═════ Given information

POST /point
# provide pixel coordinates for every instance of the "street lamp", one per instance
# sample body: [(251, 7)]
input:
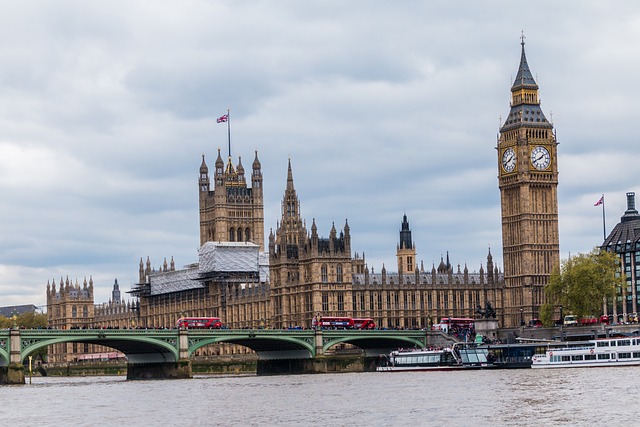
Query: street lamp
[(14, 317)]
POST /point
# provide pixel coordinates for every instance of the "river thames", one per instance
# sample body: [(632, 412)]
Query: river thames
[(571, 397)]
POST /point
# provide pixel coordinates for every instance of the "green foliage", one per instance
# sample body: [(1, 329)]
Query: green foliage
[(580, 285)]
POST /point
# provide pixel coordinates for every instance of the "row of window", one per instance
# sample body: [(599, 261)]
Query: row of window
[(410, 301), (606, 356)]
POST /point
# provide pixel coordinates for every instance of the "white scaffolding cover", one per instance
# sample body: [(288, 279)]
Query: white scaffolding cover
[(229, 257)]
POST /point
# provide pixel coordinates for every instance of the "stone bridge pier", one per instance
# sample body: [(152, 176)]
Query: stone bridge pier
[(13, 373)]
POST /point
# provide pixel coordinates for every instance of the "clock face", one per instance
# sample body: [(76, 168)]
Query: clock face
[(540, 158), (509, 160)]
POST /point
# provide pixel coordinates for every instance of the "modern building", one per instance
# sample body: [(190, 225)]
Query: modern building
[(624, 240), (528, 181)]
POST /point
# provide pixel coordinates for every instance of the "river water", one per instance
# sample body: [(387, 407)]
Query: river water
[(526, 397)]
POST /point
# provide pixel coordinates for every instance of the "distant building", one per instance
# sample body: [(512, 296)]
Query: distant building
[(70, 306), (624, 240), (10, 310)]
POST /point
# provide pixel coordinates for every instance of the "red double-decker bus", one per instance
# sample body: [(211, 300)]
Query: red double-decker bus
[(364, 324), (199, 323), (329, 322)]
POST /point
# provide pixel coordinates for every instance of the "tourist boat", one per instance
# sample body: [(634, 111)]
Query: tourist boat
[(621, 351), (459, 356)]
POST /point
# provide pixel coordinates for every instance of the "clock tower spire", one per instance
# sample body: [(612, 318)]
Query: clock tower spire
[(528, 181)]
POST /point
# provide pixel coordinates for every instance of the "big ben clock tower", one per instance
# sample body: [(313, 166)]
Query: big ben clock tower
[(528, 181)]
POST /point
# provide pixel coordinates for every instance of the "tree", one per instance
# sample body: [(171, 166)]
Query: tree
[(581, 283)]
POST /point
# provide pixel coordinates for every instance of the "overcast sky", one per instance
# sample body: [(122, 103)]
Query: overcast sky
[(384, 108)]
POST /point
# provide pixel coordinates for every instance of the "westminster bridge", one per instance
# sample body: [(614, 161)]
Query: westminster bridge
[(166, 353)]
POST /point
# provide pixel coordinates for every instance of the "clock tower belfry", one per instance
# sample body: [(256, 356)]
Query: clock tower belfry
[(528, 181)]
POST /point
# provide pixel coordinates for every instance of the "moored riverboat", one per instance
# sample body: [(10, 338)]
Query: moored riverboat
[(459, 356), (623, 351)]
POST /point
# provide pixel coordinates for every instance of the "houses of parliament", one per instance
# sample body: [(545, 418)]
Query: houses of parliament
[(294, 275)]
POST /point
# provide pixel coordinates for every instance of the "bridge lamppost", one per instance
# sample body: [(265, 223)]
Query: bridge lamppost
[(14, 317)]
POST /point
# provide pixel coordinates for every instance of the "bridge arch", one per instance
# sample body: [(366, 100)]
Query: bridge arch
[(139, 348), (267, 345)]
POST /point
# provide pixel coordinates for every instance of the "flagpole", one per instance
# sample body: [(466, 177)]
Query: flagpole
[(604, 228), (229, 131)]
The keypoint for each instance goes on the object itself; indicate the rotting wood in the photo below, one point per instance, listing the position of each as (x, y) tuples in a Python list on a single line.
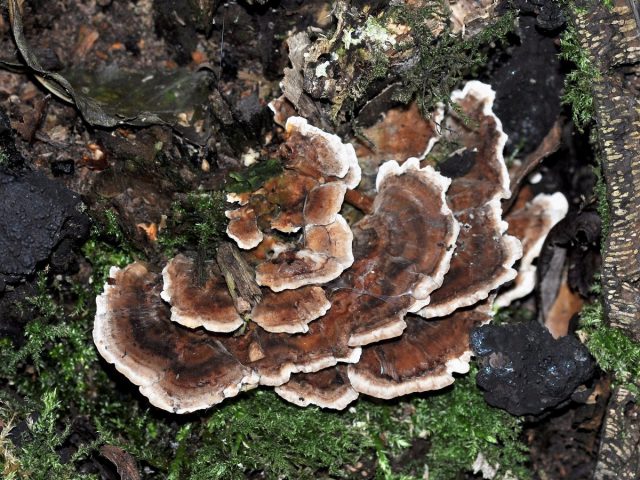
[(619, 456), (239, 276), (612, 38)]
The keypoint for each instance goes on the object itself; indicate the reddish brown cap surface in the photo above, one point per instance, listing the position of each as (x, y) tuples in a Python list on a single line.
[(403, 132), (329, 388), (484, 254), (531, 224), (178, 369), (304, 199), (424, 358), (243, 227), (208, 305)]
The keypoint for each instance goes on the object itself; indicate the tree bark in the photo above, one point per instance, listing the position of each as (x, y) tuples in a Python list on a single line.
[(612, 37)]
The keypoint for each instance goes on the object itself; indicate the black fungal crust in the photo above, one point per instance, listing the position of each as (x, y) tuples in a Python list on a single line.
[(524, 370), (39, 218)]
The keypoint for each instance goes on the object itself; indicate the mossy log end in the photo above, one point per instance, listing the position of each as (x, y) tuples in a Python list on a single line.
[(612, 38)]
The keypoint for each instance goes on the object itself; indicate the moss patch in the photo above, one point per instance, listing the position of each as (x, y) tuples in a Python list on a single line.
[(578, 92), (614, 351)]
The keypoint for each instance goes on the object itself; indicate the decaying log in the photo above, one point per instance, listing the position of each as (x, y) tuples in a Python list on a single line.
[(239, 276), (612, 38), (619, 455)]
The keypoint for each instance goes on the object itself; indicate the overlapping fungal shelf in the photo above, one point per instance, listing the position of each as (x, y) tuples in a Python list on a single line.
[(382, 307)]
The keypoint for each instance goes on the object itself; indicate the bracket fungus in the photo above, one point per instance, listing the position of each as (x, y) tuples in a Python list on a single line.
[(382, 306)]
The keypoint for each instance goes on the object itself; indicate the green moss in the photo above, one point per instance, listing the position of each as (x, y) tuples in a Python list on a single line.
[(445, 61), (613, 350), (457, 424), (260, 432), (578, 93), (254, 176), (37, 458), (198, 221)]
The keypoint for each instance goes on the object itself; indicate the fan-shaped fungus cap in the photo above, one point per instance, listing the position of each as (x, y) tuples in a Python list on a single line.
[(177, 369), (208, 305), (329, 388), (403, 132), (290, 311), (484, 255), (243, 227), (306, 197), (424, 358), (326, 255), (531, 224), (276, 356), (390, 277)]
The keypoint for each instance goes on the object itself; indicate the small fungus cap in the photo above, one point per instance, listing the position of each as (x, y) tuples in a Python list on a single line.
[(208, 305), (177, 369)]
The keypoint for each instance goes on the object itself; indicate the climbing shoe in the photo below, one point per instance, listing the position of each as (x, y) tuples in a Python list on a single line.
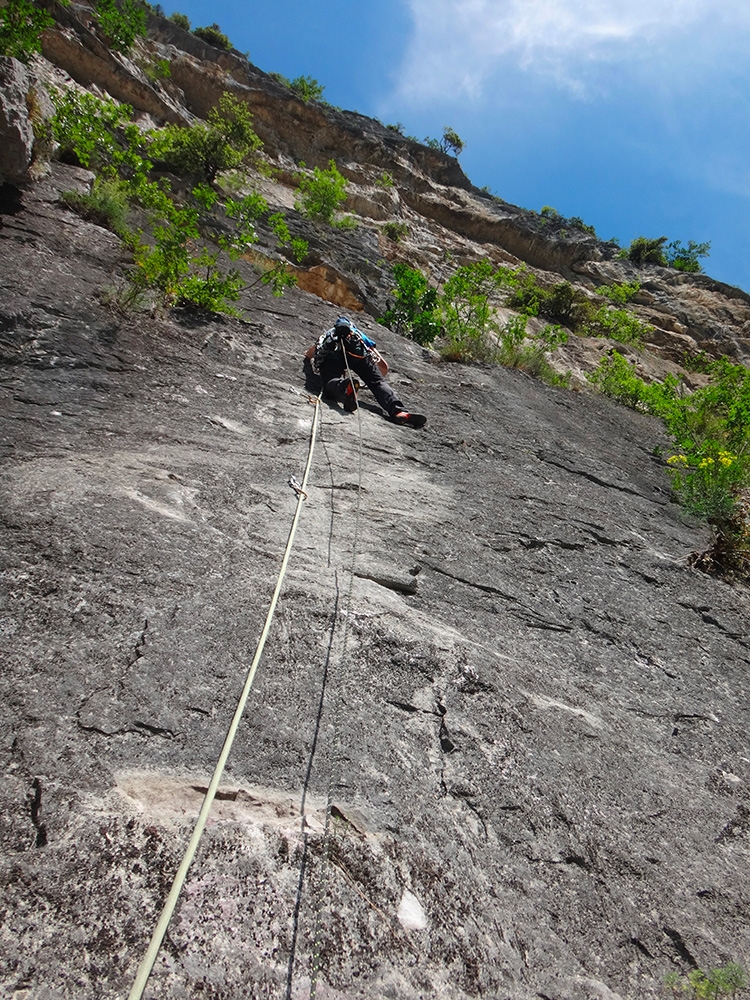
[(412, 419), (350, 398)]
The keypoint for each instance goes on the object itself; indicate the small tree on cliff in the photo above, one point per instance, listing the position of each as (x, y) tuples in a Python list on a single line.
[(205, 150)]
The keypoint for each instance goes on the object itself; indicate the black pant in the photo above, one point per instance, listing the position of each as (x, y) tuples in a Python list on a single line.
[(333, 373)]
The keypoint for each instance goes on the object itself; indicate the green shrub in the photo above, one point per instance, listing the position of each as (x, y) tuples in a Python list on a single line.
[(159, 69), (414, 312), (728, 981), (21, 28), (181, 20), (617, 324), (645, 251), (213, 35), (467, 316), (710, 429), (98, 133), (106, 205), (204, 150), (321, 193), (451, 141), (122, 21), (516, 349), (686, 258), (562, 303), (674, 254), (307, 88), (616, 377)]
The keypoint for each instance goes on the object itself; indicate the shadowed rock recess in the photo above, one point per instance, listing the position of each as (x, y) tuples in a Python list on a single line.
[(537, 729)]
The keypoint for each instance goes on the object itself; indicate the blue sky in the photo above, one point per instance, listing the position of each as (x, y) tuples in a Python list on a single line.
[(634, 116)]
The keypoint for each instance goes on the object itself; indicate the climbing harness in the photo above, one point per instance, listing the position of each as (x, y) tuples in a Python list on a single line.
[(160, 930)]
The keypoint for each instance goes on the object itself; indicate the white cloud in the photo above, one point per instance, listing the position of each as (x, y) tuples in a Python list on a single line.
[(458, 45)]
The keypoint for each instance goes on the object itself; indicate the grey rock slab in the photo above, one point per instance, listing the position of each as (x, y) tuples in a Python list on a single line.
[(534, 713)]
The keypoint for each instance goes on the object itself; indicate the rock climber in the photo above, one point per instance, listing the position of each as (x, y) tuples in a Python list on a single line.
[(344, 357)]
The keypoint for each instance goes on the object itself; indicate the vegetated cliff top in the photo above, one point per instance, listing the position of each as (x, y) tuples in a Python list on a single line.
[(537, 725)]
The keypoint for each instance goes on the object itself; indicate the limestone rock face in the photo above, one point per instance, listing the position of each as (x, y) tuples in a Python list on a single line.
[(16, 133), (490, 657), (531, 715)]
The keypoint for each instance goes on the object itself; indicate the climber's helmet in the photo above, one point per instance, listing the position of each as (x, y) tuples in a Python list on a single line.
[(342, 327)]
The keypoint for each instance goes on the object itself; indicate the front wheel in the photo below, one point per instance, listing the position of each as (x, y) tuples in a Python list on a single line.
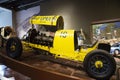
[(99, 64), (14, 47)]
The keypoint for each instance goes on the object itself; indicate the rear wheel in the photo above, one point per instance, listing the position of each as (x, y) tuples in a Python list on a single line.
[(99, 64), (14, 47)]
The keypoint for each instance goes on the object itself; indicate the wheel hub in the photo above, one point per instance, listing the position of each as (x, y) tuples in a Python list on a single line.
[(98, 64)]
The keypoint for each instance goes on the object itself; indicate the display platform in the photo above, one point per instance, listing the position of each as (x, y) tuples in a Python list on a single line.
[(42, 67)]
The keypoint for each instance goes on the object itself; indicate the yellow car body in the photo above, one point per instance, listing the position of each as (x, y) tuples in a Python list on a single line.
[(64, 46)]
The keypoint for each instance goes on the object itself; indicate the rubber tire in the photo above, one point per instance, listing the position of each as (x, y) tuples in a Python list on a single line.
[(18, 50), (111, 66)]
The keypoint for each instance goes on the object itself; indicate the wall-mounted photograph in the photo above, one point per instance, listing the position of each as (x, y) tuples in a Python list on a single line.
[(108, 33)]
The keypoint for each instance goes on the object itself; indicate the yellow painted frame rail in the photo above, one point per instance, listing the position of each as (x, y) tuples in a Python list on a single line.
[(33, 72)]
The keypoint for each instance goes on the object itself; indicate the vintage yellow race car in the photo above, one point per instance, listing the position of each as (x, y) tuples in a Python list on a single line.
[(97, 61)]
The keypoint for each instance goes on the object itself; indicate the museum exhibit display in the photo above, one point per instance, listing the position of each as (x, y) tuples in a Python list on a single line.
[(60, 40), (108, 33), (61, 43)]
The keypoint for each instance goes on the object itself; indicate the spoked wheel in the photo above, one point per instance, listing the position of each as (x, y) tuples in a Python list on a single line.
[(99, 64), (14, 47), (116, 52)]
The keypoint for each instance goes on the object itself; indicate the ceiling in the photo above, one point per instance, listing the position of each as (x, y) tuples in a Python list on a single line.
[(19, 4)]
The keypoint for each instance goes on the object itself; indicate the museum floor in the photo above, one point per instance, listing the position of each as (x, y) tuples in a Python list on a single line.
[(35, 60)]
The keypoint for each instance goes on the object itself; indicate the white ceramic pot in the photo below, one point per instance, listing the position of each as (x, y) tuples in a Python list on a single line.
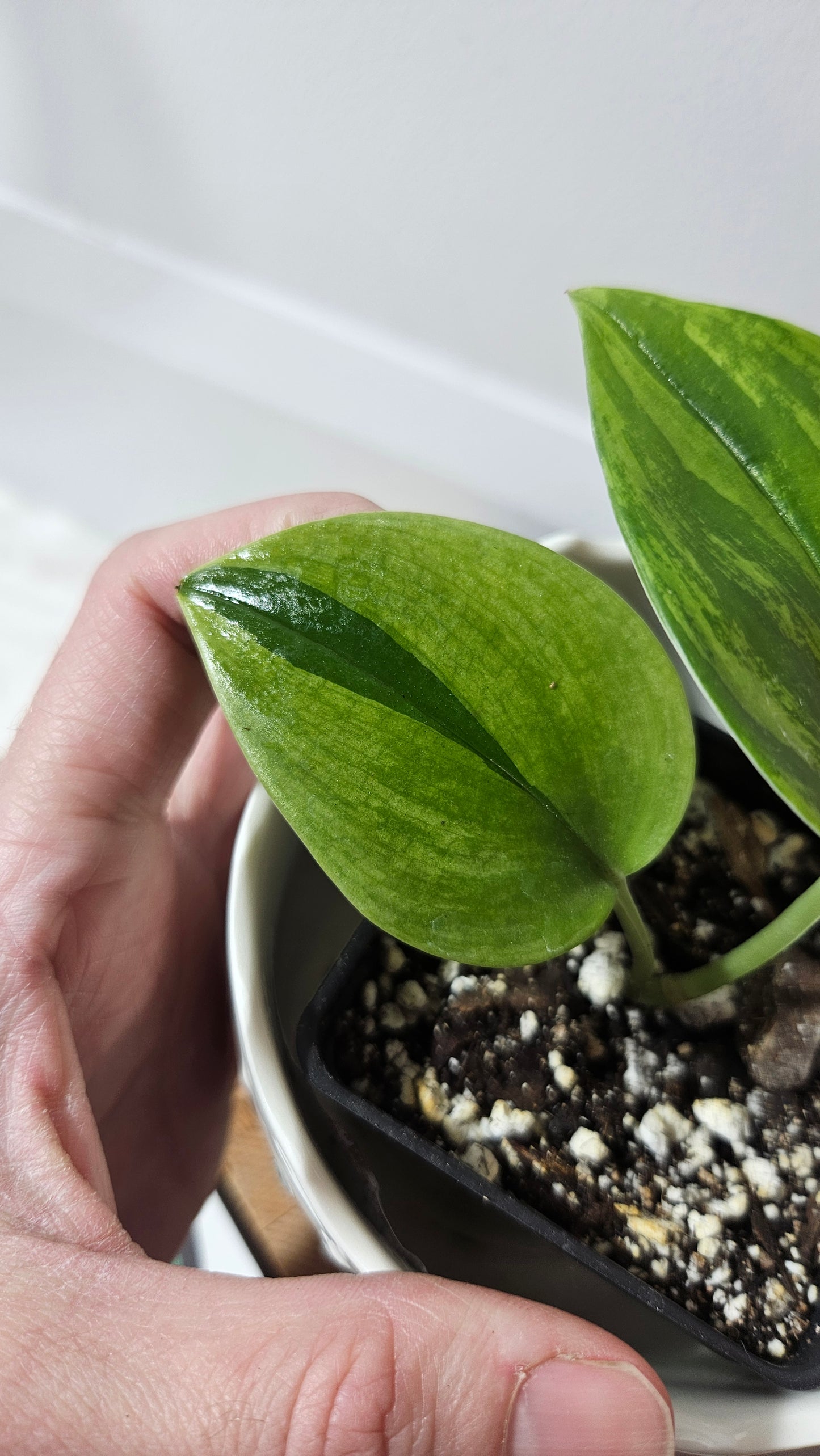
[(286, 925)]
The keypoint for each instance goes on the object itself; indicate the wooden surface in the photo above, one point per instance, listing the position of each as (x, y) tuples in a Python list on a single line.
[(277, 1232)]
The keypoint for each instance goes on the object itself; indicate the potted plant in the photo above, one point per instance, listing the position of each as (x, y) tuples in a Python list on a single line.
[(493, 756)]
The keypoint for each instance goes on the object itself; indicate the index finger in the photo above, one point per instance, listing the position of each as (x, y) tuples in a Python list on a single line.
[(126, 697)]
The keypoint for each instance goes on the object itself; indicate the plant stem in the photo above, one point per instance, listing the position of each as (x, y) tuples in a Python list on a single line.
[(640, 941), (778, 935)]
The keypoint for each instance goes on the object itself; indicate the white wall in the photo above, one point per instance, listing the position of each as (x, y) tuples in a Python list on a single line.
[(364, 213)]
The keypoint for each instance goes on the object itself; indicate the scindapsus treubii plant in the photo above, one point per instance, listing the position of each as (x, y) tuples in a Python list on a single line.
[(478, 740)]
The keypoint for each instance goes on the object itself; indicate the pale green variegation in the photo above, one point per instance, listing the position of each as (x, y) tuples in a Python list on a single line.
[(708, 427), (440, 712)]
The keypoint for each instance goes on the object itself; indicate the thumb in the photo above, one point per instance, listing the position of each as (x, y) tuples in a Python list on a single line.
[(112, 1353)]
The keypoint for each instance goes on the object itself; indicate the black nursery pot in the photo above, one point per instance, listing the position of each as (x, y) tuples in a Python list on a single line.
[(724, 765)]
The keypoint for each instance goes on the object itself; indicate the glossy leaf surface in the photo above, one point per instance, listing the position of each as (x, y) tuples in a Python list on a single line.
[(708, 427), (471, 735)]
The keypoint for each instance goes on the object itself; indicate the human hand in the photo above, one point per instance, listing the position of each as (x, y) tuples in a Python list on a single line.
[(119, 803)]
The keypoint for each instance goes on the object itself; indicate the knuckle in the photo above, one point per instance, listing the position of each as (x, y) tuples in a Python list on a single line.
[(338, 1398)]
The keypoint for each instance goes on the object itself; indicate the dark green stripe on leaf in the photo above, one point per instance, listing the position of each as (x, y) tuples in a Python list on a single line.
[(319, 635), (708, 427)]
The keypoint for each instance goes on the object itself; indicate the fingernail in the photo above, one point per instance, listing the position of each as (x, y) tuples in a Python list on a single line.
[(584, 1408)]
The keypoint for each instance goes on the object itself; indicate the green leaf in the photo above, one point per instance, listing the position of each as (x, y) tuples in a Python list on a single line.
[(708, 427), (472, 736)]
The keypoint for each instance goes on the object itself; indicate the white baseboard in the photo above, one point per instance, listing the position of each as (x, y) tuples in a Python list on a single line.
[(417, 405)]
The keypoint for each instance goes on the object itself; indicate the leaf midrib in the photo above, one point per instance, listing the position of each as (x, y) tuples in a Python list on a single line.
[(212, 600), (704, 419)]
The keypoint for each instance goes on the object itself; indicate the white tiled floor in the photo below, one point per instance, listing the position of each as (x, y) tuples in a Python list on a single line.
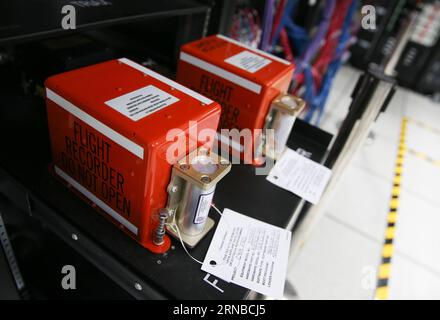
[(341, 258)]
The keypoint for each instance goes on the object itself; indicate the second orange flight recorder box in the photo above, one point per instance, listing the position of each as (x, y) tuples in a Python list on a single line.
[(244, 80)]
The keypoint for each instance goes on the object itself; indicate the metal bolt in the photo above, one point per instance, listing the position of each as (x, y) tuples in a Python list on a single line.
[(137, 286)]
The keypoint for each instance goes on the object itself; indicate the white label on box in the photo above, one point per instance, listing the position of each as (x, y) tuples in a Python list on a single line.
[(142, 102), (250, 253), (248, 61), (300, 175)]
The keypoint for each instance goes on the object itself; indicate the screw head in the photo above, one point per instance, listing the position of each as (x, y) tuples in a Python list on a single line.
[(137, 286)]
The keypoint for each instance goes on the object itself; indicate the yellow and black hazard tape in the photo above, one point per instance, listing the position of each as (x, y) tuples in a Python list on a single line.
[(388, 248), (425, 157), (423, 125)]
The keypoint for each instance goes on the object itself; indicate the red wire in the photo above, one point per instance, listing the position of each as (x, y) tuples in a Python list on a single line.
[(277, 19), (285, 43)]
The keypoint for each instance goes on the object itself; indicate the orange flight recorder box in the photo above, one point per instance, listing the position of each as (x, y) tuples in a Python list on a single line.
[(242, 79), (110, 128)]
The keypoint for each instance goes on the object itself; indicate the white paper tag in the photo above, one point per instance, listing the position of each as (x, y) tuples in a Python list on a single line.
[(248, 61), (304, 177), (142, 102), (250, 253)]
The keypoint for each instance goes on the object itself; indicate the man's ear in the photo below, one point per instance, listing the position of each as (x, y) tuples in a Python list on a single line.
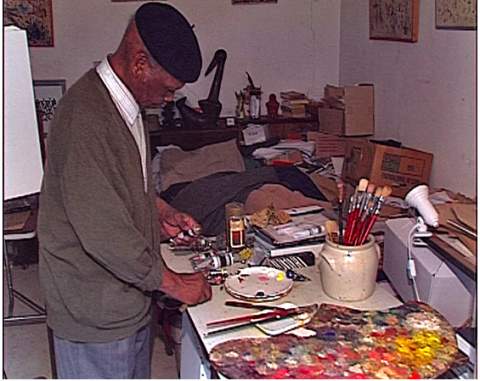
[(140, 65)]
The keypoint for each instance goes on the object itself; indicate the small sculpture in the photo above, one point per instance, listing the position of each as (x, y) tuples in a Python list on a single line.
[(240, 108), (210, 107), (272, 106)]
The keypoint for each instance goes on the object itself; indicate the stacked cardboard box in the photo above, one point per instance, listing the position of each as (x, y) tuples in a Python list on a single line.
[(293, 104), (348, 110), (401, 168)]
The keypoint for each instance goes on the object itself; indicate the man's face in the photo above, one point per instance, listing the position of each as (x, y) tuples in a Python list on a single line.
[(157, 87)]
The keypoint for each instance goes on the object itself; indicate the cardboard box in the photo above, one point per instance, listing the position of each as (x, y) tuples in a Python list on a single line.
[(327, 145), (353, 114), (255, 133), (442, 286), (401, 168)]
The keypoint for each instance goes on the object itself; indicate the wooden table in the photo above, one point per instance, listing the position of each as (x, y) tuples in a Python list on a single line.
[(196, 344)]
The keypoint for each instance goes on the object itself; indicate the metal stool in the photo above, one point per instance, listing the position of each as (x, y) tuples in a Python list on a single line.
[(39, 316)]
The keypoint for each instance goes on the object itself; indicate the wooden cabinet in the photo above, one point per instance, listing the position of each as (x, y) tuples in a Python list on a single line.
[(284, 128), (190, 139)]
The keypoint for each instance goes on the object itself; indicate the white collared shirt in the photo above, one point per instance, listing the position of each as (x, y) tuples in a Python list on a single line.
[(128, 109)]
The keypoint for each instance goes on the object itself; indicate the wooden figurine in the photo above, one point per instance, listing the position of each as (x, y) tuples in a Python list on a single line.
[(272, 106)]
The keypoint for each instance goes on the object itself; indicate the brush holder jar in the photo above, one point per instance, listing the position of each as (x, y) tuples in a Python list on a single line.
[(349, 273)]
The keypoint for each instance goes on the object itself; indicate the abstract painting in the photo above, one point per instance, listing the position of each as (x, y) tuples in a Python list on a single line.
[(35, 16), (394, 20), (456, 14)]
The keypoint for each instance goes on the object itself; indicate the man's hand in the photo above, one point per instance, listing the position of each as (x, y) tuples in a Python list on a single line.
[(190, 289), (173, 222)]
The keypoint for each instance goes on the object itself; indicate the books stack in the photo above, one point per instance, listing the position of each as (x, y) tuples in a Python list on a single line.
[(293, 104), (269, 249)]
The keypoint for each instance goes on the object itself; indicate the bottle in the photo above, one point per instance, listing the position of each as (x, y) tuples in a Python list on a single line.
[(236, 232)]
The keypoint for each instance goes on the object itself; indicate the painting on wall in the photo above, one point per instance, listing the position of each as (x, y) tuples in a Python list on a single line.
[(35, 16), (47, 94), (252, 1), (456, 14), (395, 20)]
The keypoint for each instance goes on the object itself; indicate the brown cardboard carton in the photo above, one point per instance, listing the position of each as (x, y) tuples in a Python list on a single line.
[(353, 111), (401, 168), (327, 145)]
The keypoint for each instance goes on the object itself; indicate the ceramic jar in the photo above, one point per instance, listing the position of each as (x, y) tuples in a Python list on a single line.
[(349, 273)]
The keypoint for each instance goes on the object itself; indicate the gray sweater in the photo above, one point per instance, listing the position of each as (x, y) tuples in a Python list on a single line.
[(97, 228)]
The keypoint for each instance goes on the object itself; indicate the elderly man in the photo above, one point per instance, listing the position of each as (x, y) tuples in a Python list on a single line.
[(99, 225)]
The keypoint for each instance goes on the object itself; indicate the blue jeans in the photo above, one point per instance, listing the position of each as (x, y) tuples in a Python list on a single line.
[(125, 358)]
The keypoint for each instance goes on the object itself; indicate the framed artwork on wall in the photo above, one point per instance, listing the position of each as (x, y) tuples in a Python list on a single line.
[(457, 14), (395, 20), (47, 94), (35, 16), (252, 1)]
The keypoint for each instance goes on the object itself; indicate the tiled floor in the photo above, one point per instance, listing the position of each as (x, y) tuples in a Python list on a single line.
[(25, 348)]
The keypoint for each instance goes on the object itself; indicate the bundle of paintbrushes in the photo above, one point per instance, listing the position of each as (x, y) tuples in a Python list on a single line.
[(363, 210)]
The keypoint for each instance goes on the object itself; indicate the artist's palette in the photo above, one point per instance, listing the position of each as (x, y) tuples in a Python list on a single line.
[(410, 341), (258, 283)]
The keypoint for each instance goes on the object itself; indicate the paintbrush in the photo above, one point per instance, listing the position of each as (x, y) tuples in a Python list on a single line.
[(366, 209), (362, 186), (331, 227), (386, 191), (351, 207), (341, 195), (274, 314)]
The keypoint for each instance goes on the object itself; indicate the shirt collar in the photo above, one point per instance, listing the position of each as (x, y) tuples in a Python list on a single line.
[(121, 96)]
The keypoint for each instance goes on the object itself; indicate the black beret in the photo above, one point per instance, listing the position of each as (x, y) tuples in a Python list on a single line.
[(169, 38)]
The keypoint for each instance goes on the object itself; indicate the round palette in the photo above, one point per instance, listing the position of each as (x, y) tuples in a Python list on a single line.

══════════

* _Aim of the task_
Change "grey rock slab" to "gray stone ledge" in the lines between the line holding "indicate the grey" and the line holding "[(534, 713)]", inclusive, and give back only those lines with nothing else altered.

* _Solution to this task_
The keypoint for each instance goes on the object itself; indicate the gray stone ledge in the photo above, one point per instance, listing the position of each as (x, y) tuples in a Python list on a single line.
[(534, 713)]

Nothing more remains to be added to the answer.